---------- SUPPLIED INFORMATION ----------

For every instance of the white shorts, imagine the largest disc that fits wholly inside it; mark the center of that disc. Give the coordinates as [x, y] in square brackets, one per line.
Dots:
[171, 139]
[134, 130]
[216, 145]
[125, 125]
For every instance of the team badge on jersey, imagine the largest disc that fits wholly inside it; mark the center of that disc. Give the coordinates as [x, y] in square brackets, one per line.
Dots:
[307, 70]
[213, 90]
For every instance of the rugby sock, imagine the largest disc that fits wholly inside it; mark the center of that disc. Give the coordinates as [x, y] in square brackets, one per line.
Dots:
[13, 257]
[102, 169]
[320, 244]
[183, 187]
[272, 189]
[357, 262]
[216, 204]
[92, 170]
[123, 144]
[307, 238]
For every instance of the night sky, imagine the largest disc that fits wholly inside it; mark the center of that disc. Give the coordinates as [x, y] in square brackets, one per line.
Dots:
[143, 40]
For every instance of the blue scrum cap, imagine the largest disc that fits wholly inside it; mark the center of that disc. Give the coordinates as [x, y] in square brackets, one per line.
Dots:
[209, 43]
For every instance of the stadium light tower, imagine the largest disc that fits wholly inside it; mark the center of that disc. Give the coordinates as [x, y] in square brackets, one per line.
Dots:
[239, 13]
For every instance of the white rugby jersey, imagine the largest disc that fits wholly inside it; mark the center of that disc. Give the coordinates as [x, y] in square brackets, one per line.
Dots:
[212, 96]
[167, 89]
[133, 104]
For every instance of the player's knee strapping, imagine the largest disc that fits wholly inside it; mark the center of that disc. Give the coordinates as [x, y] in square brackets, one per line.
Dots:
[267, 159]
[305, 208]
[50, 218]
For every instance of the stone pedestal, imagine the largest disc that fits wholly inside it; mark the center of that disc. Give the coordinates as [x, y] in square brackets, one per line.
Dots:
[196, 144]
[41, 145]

----------

▶ WRITTEN TASK:
Copy out only the part of the records that opens with the line containing "For every instance of the stone" and runs through the end of the records, keeping the request text unchanged. Scale every coordinate in the answers by 2.55 and round to whole numbers, with halves rounded up.

▶ FINAL ANSWER:
For every instance of the stone pedestal, imagine the largest disc that fits wholly inside it; mark the center of that disc. Give the coordinates as [x, y] in square brackets, one per line.
Dots:
[500, 367]
[105, 370]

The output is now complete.